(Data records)
________________________
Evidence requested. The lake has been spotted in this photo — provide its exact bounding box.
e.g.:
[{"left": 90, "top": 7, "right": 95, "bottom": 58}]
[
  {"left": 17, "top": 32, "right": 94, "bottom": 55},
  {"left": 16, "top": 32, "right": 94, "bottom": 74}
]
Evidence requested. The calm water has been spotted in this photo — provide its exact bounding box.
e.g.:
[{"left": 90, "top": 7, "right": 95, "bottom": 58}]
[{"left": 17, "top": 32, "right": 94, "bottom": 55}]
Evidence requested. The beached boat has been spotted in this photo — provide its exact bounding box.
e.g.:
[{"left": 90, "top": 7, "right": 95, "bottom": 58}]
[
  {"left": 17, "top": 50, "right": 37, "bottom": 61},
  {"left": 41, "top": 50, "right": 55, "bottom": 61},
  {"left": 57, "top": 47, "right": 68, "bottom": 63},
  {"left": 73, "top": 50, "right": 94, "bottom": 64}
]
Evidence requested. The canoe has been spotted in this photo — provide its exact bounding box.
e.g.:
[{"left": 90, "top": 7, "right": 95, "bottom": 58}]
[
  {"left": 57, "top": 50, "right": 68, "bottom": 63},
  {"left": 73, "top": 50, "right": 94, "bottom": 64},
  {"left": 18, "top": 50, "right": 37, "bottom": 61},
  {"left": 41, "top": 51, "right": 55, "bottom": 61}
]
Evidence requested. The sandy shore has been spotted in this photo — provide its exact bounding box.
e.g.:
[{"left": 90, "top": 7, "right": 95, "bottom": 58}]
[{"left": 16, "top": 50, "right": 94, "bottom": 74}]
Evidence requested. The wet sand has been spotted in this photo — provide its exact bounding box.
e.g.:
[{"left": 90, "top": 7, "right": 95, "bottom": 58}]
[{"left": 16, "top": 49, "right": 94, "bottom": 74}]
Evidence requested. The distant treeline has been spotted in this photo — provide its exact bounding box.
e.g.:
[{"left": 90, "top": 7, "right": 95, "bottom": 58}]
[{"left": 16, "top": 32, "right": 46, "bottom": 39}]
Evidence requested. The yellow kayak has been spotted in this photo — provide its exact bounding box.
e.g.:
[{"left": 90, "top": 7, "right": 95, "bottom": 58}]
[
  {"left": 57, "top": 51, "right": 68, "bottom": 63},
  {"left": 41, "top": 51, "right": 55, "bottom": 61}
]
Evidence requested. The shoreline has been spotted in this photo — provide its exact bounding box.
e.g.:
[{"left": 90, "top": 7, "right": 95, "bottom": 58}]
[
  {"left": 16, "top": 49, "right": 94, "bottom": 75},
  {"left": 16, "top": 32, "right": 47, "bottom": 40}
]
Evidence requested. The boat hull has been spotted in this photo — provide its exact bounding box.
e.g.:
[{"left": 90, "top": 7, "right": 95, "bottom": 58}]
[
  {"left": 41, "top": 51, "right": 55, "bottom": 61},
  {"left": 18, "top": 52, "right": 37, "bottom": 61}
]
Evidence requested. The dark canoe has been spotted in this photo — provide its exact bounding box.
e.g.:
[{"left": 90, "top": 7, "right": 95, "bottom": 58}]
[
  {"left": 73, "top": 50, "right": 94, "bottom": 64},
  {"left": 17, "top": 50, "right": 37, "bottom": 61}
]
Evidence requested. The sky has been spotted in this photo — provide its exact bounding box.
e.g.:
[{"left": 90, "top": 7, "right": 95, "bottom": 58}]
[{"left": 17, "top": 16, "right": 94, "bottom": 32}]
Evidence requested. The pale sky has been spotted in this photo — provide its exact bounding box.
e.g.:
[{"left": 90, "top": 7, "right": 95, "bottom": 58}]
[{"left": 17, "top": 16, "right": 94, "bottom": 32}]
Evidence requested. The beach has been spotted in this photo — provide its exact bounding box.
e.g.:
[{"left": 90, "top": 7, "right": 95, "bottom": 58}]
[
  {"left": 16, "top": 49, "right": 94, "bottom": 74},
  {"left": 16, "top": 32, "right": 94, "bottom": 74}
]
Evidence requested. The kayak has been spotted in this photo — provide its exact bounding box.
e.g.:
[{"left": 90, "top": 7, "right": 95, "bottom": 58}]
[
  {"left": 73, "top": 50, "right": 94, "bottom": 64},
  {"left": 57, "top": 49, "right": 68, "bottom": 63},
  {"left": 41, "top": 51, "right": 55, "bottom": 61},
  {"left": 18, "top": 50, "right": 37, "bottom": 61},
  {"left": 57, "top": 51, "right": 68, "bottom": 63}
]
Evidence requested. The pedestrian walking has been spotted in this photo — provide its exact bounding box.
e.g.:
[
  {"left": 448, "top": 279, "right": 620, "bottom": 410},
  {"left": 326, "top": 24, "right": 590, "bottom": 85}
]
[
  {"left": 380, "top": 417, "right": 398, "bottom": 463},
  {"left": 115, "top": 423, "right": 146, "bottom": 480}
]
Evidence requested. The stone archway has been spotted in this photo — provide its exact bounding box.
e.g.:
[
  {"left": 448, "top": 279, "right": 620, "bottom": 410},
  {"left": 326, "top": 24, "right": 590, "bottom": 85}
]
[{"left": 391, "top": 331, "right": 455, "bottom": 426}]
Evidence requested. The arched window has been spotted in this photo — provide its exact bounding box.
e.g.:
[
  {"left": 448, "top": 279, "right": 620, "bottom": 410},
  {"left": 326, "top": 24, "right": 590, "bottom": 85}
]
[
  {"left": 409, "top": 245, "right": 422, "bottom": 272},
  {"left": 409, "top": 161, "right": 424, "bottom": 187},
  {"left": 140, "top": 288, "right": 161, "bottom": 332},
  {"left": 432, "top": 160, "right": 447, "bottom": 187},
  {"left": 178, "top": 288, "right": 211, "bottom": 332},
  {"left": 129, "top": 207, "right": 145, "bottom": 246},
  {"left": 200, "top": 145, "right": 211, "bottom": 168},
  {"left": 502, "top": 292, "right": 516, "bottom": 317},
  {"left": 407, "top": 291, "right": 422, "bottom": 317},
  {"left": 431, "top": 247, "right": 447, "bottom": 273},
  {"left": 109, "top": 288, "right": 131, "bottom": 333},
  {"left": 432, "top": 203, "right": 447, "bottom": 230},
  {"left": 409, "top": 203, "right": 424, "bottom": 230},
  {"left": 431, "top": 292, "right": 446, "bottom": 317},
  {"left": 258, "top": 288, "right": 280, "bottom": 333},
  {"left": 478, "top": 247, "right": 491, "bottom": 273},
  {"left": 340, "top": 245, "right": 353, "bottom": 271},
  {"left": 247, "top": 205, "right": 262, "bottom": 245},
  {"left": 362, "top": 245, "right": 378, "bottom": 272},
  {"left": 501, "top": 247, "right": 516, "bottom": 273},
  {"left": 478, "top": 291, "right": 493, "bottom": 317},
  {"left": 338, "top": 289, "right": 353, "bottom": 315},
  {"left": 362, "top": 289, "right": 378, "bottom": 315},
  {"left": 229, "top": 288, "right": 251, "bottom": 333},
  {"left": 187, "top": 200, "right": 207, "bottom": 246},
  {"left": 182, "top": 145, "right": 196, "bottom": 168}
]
________________________
What is asked => The records above should be repeated in full, exactly as given.

Response to this exercise =>
Evidence requested. The lake has been spotted in this photo — provide its exact bounding box.
e.g.:
[{"left": 90, "top": 7, "right": 95, "bottom": 58}]
[
  {"left": 17, "top": 32, "right": 94, "bottom": 55},
  {"left": 16, "top": 32, "right": 94, "bottom": 74}
]
Evidence requested. The calm water has been spotted in this photo — provide its exact bounding box.
e.g.:
[{"left": 90, "top": 7, "right": 95, "bottom": 58}]
[{"left": 17, "top": 32, "right": 94, "bottom": 55}]
Evidence requested. The beached boat has been spotted in this photo — provide its exact bounding box.
e.g.:
[{"left": 90, "top": 7, "right": 95, "bottom": 58}]
[
  {"left": 17, "top": 50, "right": 37, "bottom": 61},
  {"left": 41, "top": 50, "right": 55, "bottom": 61},
  {"left": 57, "top": 47, "right": 68, "bottom": 63},
  {"left": 73, "top": 50, "right": 94, "bottom": 64}
]
Evidence requested. The canoe has been spotted in this photo — provide its exact bounding box.
e.g.:
[{"left": 90, "top": 7, "right": 95, "bottom": 58}]
[
  {"left": 57, "top": 50, "right": 68, "bottom": 63},
  {"left": 73, "top": 50, "right": 94, "bottom": 64},
  {"left": 18, "top": 50, "right": 37, "bottom": 61},
  {"left": 41, "top": 51, "right": 55, "bottom": 61}
]
Evidence requested. The sandy shore has been spotted in this photo — provide its exact bounding box.
e.g.:
[{"left": 90, "top": 7, "right": 95, "bottom": 58}]
[{"left": 16, "top": 50, "right": 94, "bottom": 74}]
Evidence requested. The wet sand has been spotted in this photo — provide its exact bounding box.
e.g.:
[{"left": 90, "top": 7, "right": 95, "bottom": 58}]
[{"left": 16, "top": 49, "right": 94, "bottom": 74}]
Evidence requested. The distant treeline has been spotted in this photo — provide its exact bounding box.
e.g.:
[{"left": 90, "top": 7, "right": 95, "bottom": 58}]
[{"left": 16, "top": 32, "right": 46, "bottom": 39}]
Evidence requested. The yellow kayak has been spotted in this photo — provide its exact bounding box.
e.g.:
[{"left": 90, "top": 7, "right": 95, "bottom": 58}]
[
  {"left": 57, "top": 51, "right": 68, "bottom": 63},
  {"left": 41, "top": 51, "right": 55, "bottom": 61}
]
Evidence requested. The shoreline has been spotted in this photo — provide its exact bounding box.
e.g.:
[{"left": 90, "top": 7, "right": 95, "bottom": 58}]
[
  {"left": 16, "top": 49, "right": 94, "bottom": 75},
  {"left": 16, "top": 32, "right": 47, "bottom": 40}
]
Evidence requested. The boat hull has been spotted in this photo — provide its exact bounding box.
e.g.:
[{"left": 90, "top": 7, "right": 95, "bottom": 58}]
[
  {"left": 41, "top": 51, "right": 55, "bottom": 61},
  {"left": 18, "top": 52, "right": 37, "bottom": 61}
]
Evidence requested. The dark canoe has been spotted in this photo — provide its exact bounding box.
e.g.:
[{"left": 90, "top": 7, "right": 95, "bottom": 58}]
[
  {"left": 73, "top": 50, "right": 94, "bottom": 64},
  {"left": 17, "top": 50, "right": 37, "bottom": 61}
]
Evidence requested. The sky has been spotted in this photo — provide its exact bounding box.
e.g.:
[{"left": 90, "top": 7, "right": 95, "bottom": 58}]
[{"left": 17, "top": 16, "right": 94, "bottom": 32}]
Evidence requested. The pale sky has been spotted in this photo — provide its exact bounding box.
e.g.:
[{"left": 90, "top": 7, "right": 95, "bottom": 58}]
[{"left": 17, "top": 16, "right": 94, "bottom": 32}]
Evidence requested. The beach has been spotted in this photo — provide its exact bounding box.
e.g.:
[{"left": 90, "top": 7, "right": 95, "bottom": 58}]
[
  {"left": 16, "top": 49, "right": 94, "bottom": 74},
  {"left": 16, "top": 32, "right": 94, "bottom": 74}
]
Evidence requested. The kayak has been spotted in this photo — provide its exact bounding box.
e.g.:
[{"left": 90, "top": 7, "right": 95, "bottom": 58}]
[
  {"left": 73, "top": 50, "right": 94, "bottom": 64},
  {"left": 57, "top": 49, "right": 68, "bottom": 63},
  {"left": 41, "top": 51, "right": 55, "bottom": 61},
  {"left": 18, "top": 50, "right": 37, "bottom": 61},
  {"left": 57, "top": 51, "right": 68, "bottom": 63}
]
Evidence requested. The pedestrian walking has been spotted in this photo — provide its exact bounding box.
e.g.:
[
  {"left": 448, "top": 279, "right": 620, "bottom": 410},
  {"left": 326, "top": 24, "right": 590, "bottom": 85}
]
[
  {"left": 380, "top": 417, "right": 398, "bottom": 463},
  {"left": 115, "top": 423, "right": 146, "bottom": 480}
]
Evidence requested. The stone archway has been spotted in this photo — provide its exact bounding box.
e.g.:
[
  {"left": 448, "top": 279, "right": 620, "bottom": 410},
  {"left": 326, "top": 24, "right": 590, "bottom": 85}
]
[{"left": 391, "top": 331, "right": 455, "bottom": 426}]
Evidence requested. The arched window has been spotted in this photo — provide its exact bounding box.
e.g.:
[
  {"left": 448, "top": 279, "right": 620, "bottom": 410},
  {"left": 326, "top": 24, "right": 590, "bottom": 85}
]
[
  {"left": 409, "top": 245, "right": 422, "bottom": 272},
  {"left": 409, "top": 161, "right": 424, "bottom": 187},
  {"left": 140, "top": 288, "right": 161, "bottom": 332},
  {"left": 432, "top": 160, "right": 447, "bottom": 187},
  {"left": 178, "top": 288, "right": 211, "bottom": 332},
  {"left": 129, "top": 207, "right": 145, "bottom": 246},
  {"left": 200, "top": 145, "right": 211, "bottom": 168},
  {"left": 502, "top": 292, "right": 516, "bottom": 317},
  {"left": 407, "top": 291, "right": 422, "bottom": 317},
  {"left": 431, "top": 247, "right": 447, "bottom": 273},
  {"left": 109, "top": 288, "right": 131, "bottom": 333},
  {"left": 432, "top": 203, "right": 447, "bottom": 230},
  {"left": 409, "top": 203, "right": 424, "bottom": 230},
  {"left": 431, "top": 292, "right": 446, "bottom": 317},
  {"left": 258, "top": 288, "right": 280, "bottom": 333},
  {"left": 478, "top": 247, "right": 491, "bottom": 273},
  {"left": 340, "top": 245, "right": 353, "bottom": 271},
  {"left": 247, "top": 205, "right": 262, "bottom": 245},
  {"left": 362, "top": 245, "right": 378, "bottom": 272},
  {"left": 501, "top": 247, "right": 516, "bottom": 273},
  {"left": 478, "top": 291, "right": 493, "bottom": 317},
  {"left": 338, "top": 289, "right": 353, "bottom": 315},
  {"left": 362, "top": 289, "right": 378, "bottom": 315},
  {"left": 229, "top": 288, "right": 251, "bottom": 333},
  {"left": 187, "top": 200, "right": 207, "bottom": 246},
  {"left": 182, "top": 145, "right": 196, "bottom": 168}
]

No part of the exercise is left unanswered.